> **Activity**
Find "job: trace every instance of the bare tree" and "target: bare branch in background" in the records below. Copy the lines holding them and every line between, exactly, and no others.

[Saved entries]
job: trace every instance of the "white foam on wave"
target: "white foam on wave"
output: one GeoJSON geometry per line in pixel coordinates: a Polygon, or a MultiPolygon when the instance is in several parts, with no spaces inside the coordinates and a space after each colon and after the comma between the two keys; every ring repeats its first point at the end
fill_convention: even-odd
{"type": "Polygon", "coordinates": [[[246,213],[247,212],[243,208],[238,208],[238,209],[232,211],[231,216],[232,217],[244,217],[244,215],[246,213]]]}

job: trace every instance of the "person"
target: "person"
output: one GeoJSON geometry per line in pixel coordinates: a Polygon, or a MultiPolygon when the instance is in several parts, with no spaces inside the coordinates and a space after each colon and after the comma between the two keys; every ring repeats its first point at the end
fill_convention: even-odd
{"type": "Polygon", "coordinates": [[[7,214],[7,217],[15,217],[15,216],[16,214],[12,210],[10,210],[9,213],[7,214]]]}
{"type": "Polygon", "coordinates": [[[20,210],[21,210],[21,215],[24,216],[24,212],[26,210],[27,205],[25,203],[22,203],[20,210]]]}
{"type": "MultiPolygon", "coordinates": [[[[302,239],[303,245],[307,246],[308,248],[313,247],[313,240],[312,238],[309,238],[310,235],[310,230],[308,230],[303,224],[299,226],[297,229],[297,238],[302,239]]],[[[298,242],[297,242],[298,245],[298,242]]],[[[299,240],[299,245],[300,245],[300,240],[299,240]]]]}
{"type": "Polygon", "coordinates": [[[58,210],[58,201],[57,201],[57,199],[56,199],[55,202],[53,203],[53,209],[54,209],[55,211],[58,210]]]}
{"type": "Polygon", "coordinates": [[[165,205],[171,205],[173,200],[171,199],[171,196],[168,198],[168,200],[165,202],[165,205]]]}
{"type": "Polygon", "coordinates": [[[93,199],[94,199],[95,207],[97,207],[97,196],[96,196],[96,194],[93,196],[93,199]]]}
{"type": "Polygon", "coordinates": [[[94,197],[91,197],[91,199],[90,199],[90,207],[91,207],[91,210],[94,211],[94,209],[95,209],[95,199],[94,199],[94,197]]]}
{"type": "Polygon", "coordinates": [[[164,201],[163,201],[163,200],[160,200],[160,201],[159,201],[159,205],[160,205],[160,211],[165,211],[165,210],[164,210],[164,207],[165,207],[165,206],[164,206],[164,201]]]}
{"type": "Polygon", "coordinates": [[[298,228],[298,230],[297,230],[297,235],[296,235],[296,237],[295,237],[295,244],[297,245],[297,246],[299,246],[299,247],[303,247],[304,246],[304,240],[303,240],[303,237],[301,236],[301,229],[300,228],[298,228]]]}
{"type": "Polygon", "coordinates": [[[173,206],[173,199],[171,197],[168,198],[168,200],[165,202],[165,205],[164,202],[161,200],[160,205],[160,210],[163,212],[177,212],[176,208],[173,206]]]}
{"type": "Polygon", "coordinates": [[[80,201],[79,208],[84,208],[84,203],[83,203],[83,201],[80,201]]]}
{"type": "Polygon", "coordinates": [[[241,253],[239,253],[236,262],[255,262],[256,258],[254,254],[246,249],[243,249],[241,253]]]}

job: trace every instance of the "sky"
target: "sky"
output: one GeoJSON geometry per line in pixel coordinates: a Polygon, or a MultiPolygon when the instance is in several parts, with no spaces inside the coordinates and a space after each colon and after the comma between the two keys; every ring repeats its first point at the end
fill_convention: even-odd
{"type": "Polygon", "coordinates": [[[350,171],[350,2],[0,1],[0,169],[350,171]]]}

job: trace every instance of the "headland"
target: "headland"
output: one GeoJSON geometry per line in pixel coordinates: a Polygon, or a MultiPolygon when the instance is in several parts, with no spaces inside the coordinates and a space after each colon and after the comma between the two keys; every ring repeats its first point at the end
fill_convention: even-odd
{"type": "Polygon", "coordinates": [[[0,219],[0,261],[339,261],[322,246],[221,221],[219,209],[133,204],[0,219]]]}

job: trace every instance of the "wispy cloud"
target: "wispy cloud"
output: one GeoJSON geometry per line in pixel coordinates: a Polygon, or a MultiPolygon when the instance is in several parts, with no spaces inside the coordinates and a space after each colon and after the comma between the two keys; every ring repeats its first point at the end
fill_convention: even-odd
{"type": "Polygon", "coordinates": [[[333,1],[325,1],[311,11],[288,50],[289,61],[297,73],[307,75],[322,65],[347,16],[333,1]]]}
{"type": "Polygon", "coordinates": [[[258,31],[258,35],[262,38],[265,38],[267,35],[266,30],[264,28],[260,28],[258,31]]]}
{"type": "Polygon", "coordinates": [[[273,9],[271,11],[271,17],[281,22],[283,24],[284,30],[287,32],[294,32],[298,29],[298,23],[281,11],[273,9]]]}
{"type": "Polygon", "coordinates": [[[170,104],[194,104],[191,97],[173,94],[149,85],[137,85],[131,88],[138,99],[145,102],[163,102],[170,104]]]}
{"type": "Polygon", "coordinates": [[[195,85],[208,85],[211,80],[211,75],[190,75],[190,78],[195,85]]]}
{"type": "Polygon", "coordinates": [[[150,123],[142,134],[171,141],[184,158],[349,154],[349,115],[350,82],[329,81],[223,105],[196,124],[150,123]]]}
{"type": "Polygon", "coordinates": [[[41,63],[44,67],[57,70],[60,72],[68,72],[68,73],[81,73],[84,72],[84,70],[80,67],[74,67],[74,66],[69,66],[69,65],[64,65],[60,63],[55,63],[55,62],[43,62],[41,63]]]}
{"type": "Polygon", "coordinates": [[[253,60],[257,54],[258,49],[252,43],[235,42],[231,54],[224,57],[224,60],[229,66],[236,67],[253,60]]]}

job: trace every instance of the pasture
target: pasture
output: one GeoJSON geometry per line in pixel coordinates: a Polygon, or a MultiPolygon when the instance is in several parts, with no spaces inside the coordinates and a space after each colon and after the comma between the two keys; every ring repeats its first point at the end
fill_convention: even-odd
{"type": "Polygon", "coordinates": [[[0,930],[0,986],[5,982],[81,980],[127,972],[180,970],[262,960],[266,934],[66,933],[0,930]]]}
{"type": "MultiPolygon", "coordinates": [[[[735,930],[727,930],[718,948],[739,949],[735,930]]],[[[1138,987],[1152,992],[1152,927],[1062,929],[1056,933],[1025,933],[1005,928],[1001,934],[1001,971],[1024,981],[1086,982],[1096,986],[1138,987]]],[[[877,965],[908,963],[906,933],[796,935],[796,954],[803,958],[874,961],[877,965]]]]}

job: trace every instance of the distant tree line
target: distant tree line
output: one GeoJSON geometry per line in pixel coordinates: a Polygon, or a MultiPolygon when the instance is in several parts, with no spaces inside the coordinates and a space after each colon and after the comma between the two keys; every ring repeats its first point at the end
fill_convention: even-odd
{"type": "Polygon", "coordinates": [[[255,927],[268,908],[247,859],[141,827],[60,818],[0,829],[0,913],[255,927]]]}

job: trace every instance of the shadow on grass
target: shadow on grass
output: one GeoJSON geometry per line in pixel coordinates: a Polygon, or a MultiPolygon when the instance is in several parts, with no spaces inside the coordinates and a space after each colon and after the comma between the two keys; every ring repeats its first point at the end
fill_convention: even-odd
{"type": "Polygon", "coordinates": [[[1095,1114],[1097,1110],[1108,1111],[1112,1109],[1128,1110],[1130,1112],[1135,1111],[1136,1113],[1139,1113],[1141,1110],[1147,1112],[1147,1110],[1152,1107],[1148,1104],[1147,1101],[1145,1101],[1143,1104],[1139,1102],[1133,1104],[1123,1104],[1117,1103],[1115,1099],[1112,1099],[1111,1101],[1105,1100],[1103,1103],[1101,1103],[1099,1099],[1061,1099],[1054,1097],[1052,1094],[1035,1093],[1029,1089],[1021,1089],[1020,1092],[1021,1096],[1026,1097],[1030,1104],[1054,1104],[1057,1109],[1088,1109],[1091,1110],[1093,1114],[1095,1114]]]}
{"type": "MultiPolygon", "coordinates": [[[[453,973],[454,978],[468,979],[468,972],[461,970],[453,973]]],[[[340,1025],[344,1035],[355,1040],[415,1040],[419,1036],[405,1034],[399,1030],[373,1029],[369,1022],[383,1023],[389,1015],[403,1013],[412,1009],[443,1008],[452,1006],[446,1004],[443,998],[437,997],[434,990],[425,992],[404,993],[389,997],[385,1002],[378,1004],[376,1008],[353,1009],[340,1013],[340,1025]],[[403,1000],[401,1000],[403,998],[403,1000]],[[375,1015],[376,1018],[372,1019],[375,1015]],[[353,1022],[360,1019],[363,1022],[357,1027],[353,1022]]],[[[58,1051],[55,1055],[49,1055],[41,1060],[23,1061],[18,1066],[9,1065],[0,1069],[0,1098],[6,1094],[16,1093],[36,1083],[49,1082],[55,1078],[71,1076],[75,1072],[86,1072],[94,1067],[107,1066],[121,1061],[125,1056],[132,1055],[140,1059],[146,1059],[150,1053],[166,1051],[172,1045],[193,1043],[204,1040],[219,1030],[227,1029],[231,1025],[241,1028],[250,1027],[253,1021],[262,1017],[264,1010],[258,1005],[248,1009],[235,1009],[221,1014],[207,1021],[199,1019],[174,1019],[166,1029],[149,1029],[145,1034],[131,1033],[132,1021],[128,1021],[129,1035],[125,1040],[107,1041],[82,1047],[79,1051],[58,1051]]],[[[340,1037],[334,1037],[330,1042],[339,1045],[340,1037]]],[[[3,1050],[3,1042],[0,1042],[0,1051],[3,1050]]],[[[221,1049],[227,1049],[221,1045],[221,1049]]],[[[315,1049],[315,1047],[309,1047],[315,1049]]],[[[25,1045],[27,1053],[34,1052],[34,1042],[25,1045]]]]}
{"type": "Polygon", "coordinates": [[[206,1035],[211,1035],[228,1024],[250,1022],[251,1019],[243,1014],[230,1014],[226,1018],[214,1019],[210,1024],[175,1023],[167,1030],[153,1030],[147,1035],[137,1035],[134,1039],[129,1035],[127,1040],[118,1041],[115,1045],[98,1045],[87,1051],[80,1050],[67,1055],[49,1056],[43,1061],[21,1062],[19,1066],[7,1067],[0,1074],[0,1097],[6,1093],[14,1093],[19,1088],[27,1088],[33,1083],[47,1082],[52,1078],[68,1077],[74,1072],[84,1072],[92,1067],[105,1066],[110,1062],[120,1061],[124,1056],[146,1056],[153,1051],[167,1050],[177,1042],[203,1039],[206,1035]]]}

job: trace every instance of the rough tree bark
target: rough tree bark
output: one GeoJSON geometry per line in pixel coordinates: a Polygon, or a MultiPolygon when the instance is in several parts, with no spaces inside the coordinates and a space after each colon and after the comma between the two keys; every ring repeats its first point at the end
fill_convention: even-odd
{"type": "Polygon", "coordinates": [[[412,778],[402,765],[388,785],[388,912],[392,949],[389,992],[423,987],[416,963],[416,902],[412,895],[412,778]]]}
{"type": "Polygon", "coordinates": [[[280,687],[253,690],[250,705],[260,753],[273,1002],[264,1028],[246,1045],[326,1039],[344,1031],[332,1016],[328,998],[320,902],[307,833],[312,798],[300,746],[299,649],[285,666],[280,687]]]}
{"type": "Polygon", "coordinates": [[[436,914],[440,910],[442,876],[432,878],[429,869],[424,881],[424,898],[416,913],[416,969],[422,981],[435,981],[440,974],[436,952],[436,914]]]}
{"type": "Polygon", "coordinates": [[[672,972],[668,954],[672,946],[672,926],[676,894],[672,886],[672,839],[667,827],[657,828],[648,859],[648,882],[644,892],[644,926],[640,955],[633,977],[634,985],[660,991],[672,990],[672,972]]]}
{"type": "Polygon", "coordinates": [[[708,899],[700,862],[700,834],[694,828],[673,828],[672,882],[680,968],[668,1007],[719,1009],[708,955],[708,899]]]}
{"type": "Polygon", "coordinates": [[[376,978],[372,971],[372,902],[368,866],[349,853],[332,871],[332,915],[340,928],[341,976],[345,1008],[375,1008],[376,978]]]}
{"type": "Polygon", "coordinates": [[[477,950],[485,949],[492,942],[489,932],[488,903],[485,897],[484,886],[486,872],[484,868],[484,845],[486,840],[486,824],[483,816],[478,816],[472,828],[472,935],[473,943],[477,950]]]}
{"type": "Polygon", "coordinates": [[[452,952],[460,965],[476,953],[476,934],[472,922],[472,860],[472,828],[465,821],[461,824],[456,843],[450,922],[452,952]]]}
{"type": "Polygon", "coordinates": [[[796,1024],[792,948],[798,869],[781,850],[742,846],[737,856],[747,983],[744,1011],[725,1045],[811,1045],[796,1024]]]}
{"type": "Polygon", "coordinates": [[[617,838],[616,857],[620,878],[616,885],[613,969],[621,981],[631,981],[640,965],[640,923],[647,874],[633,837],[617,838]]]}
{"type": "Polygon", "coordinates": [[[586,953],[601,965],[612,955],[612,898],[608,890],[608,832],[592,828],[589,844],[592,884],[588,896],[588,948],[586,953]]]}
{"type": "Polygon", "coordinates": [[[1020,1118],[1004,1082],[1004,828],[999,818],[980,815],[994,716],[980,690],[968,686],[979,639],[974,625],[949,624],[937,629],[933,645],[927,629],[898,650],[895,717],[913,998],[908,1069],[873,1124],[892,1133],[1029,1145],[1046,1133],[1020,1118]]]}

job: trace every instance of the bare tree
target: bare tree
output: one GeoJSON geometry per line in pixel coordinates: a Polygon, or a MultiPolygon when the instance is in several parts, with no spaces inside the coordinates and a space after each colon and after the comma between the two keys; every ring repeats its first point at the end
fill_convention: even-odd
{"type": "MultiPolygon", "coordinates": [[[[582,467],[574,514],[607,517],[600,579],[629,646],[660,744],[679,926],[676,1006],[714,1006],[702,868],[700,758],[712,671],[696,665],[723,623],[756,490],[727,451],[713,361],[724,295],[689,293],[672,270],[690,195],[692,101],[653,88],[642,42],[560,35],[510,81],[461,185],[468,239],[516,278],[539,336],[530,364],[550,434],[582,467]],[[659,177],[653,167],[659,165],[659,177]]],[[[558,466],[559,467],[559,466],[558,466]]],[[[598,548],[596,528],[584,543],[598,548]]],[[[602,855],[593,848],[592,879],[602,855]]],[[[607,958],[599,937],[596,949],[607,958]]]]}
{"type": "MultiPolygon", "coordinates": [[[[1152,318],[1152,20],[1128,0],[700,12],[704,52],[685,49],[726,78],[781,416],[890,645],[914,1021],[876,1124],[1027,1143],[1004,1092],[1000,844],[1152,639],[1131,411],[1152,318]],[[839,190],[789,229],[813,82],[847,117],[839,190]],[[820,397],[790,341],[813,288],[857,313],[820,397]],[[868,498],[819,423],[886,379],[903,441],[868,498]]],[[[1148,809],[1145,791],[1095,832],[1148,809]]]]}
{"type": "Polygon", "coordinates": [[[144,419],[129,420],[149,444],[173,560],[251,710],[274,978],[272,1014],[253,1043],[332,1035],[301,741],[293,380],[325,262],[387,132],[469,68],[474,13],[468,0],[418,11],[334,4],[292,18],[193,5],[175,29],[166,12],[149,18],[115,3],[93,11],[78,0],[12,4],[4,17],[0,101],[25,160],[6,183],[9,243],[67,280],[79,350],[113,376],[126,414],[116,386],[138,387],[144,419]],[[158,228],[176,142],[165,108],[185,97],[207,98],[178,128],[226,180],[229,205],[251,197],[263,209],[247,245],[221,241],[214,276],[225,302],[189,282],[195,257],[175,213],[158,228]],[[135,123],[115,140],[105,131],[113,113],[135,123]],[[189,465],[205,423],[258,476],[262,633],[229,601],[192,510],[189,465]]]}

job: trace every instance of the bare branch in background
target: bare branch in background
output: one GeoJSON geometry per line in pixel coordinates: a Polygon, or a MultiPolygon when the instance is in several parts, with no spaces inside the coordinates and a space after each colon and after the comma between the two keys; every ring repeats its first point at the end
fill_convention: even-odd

> **Task result**
job: trace every instance of the bare tree
target: bare tree
output: one GeoJSON geometry per line in pixel coordinates: a Polygon, or a MultiPolygon when the instance is in several parts, with no spaces inside the coordinates and a space after each colon and after the comma between the two keys; every ring repeats its first point at the end
fill_convention: even-odd
{"type": "MultiPolygon", "coordinates": [[[[582,467],[574,514],[607,517],[600,579],[629,646],[660,744],[679,926],[676,1006],[714,1006],[702,868],[700,758],[712,671],[696,665],[723,623],[756,490],[727,451],[713,361],[724,295],[689,293],[672,270],[690,195],[692,101],[653,88],[642,42],[560,35],[510,81],[461,185],[468,239],[516,278],[539,336],[530,364],[550,434],[582,467]],[[659,177],[653,167],[659,165],[659,177]]],[[[558,466],[559,467],[559,466],[558,466]]],[[[598,548],[596,528],[584,543],[598,548]]],[[[602,855],[593,848],[592,879],[602,855]]],[[[607,958],[599,937],[596,949],[607,958]]]]}
{"type": "MultiPolygon", "coordinates": [[[[1152,318],[1152,20],[1128,0],[700,12],[704,52],[685,49],[726,78],[781,416],[890,645],[914,1021],[876,1124],[1027,1143],[1004,1092],[1000,844],[1152,639],[1131,411],[1152,318]],[[839,190],[789,229],[813,82],[847,117],[839,190]],[[820,397],[790,341],[813,288],[857,313],[820,397]],[[868,498],[819,423],[886,379],[903,441],[868,498]]],[[[1148,809],[1145,791],[1095,832],[1148,809]]]]}
{"type": "Polygon", "coordinates": [[[144,419],[129,420],[149,444],[173,560],[251,710],[274,978],[272,1014],[253,1043],[332,1035],[301,741],[293,380],[325,262],[387,132],[469,68],[474,13],[468,0],[418,11],[334,4],[292,18],[193,5],[175,29],[166,12],[149,18],[115,3],[93,11],[78,0],[12,4],[4,17],[0,101],[25,160],[6,183],[9,243],[67,280],[79,350],[113,376],[126,414],[116,386],[138,387],[144,419]],[[158,228],[176,142],[165,108],[185,97],[207,98],[178,128],[226,180],[229,205],[251,197],[263,209],[247,245],[221,241],[214,276],[225,302],[189,282],[195,257],[175,213],[158,228]],[[135,123],[115,140],[105,131],[113,113],[135,123]],[[189,465],[205,423],[258,476],[262,633],[229,601],[192,510],[189,465]]]}

job: trace every instance of the bare branch in background
target: bare branch in background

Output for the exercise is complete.